**PROBLEM:** The required output is the line that contains "[mark] the truck" and every line after it, each written out exactly, up to the end of the entries.

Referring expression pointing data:
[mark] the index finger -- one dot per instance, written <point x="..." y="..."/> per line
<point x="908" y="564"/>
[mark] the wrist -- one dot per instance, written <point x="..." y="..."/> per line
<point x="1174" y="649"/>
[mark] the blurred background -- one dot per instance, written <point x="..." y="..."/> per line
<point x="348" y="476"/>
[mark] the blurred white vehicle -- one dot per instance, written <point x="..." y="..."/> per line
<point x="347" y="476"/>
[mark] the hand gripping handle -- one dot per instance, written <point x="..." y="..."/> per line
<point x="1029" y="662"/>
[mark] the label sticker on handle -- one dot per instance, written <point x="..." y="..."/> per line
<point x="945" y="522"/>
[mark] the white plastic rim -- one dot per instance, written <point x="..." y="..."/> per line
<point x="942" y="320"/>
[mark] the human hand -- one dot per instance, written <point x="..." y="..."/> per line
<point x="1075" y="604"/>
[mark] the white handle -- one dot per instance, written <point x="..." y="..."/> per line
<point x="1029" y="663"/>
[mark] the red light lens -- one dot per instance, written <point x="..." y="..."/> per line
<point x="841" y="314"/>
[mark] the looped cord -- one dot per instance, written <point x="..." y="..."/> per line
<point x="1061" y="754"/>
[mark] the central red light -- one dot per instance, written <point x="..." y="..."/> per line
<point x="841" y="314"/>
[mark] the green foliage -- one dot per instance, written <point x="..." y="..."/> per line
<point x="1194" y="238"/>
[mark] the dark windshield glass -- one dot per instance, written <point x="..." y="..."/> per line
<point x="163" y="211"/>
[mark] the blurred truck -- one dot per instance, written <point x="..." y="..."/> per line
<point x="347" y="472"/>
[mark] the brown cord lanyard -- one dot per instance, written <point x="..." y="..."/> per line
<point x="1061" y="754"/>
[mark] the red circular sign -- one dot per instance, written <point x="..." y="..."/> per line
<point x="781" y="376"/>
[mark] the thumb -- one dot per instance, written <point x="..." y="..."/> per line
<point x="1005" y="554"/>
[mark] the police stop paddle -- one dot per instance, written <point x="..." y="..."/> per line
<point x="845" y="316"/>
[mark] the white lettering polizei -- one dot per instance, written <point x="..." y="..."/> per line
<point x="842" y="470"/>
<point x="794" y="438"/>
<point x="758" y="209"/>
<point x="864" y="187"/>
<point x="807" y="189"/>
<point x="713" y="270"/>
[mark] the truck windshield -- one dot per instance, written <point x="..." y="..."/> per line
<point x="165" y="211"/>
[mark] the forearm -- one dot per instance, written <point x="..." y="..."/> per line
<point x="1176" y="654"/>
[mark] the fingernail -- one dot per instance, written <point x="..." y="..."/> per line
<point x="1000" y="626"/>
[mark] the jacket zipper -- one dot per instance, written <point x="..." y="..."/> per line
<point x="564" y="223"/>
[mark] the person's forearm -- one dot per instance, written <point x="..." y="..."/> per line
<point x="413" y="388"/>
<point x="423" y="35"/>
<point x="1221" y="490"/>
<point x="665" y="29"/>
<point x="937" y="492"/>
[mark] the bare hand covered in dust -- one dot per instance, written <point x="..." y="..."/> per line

**REPLY:**
[mark] the truck windshield -- one dot per instance, written <point x="..." y="..."/> per line
<point x="165" y="211"/>
[mark] the forearm -- one dot per instance, written <point x="..." y="..."/> per line
<point x="1176" y="654"/>
[mark] the fingernail -- one dot per instance, written <point x="..." y="..."/> per line
<point x="1000" y="626"/>
[mark] the jacket zipper -- one dot per instance, written <point x="..." y="..."/> per line
<point x="564" y="223"/>
[mark] the person's forearm -- one dot per instance, written <point x="..." y="..."/> per line
<point x="413" y="388"/>
<point x="423" y="35"/>
<point x="1221" y="490"/>
<point x="665" y="29"/>
<point x="937" y="492"/>
[mark] the bare hand covered in dust -- one dot per instance, written <point x="..." y="..."/> per line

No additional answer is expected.